Stated task:
Can you write out the lines from the one containing "Game engine object recognition — detect stadium" up to and including the one containing "397, 308, 600, 392", keeping the requests as they are but multiplying every bounding-box coordinate in the answers by 2.25? Round each result to a whole number, with halves going up.

(Collection entries)
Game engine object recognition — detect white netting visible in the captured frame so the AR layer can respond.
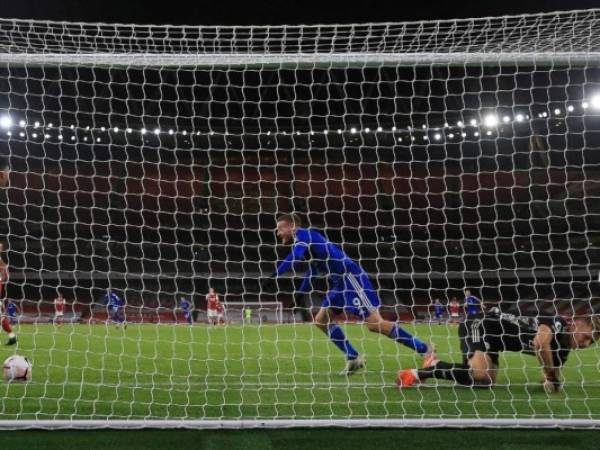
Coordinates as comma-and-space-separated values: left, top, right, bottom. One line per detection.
0, 10, 600, 427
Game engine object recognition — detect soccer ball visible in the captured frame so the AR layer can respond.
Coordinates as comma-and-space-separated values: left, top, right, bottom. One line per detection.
3, 355, 31, 381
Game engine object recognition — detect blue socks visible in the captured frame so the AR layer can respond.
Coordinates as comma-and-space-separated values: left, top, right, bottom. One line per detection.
327, 324, 358, 359
389, 324, 427, 354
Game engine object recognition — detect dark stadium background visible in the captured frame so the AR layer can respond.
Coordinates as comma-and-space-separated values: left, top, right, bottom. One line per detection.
0, 1, 600, 324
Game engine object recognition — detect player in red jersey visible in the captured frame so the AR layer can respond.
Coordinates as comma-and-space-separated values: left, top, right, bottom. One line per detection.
54, 291, 66, 326
0, 242, 17, 345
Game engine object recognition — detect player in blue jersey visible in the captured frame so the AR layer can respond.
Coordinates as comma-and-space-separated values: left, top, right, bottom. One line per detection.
274, 214, 435, 375
104, 290, 127, 328
465, 289, 481, 318
433, 298, 444, 325
179, 297, 194, 325
6, 299, 19, 325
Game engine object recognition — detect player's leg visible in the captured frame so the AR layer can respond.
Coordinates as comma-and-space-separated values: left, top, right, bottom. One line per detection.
0, 303, 17, 345
345, 274, 431, 355
315, 299, 360, 361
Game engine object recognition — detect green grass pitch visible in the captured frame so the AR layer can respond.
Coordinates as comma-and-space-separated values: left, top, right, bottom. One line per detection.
0, 324, 600, 419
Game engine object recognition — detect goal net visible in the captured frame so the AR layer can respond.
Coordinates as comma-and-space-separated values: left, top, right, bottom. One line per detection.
0, 10, 600, 428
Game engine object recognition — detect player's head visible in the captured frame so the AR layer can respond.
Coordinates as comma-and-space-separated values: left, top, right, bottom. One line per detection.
569, 314, 600, 349
277, 214, 302, 244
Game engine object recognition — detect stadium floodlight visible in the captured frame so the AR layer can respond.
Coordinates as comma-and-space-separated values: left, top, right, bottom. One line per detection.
0, 115, 13, 130
482, 114, 498, 128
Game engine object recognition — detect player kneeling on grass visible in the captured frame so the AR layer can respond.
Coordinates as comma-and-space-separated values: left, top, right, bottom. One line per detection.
267, 214, 432, 375
397, 308, 600, 392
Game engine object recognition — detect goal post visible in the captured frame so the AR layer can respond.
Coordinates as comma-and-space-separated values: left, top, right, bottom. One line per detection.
0, 9, 600, 429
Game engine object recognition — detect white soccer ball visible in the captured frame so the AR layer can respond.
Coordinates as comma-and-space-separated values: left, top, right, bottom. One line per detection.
3, 355, 31, 381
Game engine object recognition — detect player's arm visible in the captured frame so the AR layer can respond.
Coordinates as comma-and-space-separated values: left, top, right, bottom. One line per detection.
533, 324, 560, 392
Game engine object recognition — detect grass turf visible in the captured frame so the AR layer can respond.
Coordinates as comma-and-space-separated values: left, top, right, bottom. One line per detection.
0, 324, 600, 419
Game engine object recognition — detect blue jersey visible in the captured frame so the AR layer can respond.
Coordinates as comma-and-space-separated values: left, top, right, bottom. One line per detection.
276, 228, 379, 319
6, 303, 17, 317
465, 295, 481, 316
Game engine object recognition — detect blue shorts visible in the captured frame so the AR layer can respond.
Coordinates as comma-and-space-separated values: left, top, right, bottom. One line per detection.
321, 272, 380, 319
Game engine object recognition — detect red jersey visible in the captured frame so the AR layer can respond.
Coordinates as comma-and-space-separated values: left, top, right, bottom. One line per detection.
450, 302, 460, 314
206, 294, 222, 311
54, 297, 65, 312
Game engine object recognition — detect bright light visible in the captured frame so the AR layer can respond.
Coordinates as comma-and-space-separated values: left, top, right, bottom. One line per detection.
0, 116, 12, 129
483, 114, 498, 128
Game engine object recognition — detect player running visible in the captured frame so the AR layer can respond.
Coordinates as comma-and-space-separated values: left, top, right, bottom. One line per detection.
179, 297, 194, 325
0, 242, 17, 345
206, 288, 223, 325
396, 307, 600, 392
274, 214, 433, 375
104, 290, 127, 328
53, 292, 66, 327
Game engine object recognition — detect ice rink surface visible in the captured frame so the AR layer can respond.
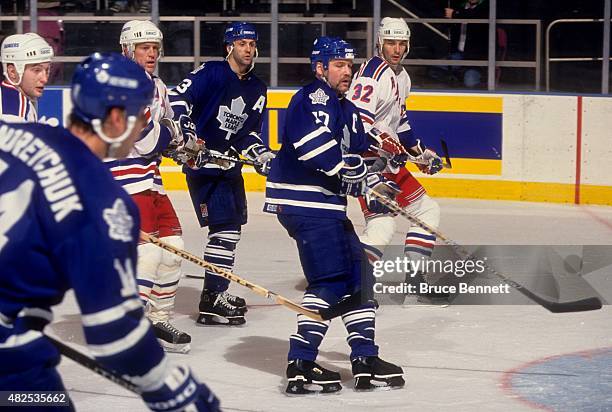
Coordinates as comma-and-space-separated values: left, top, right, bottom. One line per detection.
48, 192, 612, 412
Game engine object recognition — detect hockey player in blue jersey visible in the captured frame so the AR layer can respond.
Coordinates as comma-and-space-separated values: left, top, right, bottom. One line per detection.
0, 33, 53, 122
0, 53, 218, 411
170, 22, 274, 325
264, 37, 404, 394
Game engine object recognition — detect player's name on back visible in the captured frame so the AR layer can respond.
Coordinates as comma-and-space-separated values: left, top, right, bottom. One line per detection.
0, 124, 83, 222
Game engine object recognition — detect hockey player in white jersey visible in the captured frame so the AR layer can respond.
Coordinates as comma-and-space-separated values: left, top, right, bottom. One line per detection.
348, 17, 442, 296
106, 20, 198, 353
0, 33, 53, 122
0, 53, 219, 411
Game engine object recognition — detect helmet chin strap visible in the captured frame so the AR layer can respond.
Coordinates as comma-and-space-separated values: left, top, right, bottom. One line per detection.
225, 43, 259, 77
91, 116, 138, 158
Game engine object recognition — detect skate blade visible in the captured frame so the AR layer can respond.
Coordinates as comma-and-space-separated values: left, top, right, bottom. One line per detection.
184, 273, 206, 279
285, 382, 342, 397
157, 339, 191, 353
196, 312, 246, 326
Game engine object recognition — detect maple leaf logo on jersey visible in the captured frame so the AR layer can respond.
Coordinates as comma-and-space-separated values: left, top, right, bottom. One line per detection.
217, 96, 249, 140
308, 89, 329, 106
102, 199, 134, 242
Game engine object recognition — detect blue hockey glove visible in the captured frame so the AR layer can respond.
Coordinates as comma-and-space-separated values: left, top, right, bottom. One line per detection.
338, 155, 368, 197
242, 144, 276, 176
365, 173, 402, 213
142, 366, 220, 412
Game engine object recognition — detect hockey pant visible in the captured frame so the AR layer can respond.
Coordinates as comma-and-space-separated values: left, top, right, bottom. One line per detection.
278, 215, 378, 361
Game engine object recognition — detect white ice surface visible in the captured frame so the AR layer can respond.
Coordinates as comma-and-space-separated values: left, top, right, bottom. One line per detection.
50, 192, 612, 412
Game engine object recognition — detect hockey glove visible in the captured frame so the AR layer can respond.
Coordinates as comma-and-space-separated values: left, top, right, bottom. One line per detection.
142, 366, 220, 412
242, 143, 276, 176
414, 139, 444, 175
365, 173, 402, 213
368, 127, 406, 155
338, 155, 368, 197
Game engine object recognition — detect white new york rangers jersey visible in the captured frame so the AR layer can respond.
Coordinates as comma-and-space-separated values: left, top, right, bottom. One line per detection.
0, 81, 38, 123
105, 76, 174, 194
347, 56, 411, 140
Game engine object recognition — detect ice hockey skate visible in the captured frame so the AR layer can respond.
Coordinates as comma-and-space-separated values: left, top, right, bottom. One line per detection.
351, 356, 405, 391
285, 359, 342, 395
196, 289, 247, 326
153, 321, 191, 353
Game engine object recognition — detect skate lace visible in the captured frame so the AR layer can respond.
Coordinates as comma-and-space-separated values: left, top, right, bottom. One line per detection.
161, 322, 183, 336
221, 291, 238, 306
215, 292, 236, 309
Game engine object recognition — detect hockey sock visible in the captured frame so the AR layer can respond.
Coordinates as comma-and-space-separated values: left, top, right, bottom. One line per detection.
288, 292, 330, 361
204, 228, 240, 292
342, 303, 378, 359
136, 243, 162, 307
149, 236, 185, 322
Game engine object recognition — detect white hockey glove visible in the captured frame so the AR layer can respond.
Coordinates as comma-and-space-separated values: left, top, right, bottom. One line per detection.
338, 155, 368, 197
242, 143, 276, 176
365, 173, 402, 213
412, 139, 444, 175
142, 366, 220, 412
368, 127, 408, 173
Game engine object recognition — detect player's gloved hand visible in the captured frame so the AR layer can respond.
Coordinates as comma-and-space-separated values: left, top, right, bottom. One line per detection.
177, 114, 198, 144
389, 153, 408, 169
415, 140, 443, 175
338, 155, 368, 197
242, 144, 276, 176
159, 117, 183, 150
365, 173, 402, 213
142, 366, 220, 412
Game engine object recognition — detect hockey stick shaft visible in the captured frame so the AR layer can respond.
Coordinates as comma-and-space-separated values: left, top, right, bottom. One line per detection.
140, 231, 324, 321
45, 335, 141, 395
367, 189, 602, 313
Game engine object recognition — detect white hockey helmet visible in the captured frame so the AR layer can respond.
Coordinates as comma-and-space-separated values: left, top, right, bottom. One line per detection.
119, 20, 164, 59
1, 33, 53, 86
377, 17, 410, 59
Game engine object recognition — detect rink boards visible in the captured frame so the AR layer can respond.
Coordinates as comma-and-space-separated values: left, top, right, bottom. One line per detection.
39, 87, 612, 205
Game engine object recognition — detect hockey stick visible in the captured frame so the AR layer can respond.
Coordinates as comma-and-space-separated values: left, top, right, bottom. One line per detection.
366, 188, 602, 313
440, 139, 453, 169
370, 145, 452, 169
140, 231, 361, 322
45, 334, 141, 395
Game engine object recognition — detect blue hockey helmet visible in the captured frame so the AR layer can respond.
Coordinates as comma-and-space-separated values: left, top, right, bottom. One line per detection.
70, 53, 154, 157
310, 36, 355, 71
223, 21, 257, 44
71, 53, 153, 124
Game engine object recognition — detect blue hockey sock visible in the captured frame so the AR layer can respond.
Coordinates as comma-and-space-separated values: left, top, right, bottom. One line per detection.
204, 230, 240, 292
342, 304, 378, 359
288, 292, 330, 361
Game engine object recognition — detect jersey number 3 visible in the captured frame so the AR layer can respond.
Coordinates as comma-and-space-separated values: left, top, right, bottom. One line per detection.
351, 83, 374, 103
0, 160, 34, 252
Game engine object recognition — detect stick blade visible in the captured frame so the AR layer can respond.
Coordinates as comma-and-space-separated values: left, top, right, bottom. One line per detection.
440, 139, 453, 169
542, 296, 603, 313
319, 291, 361, 320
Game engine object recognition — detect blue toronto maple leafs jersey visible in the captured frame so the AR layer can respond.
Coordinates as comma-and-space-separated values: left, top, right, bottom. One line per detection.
169, 61, 267, 175
0, 122, 166, 388
264, 80, 368, 219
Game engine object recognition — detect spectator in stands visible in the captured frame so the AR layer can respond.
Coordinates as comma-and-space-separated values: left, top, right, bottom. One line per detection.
444, 0, 489, 88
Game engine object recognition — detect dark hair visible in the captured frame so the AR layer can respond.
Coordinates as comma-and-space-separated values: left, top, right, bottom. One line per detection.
68, 113, 95, 133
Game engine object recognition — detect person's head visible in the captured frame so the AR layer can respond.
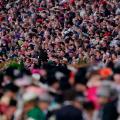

Task output:
Game engine object recognition — detect stadium floodlight visible in the captured frame so the AR layer can respond.
Coordinates as comma-and-space-separated values: left, top, right, bottom. One line per detection.
0, 259, 29, 293
1085, 257, 1121, 288
Game engine object recognition — detect player kneeling on grass visible in the captured frame so the AR layer can respond.
Coordinates as comma-and-space-separated values: left, top, right, bottom. One line per detection.
601, 482, 972, 844
893, 693, 1350, 882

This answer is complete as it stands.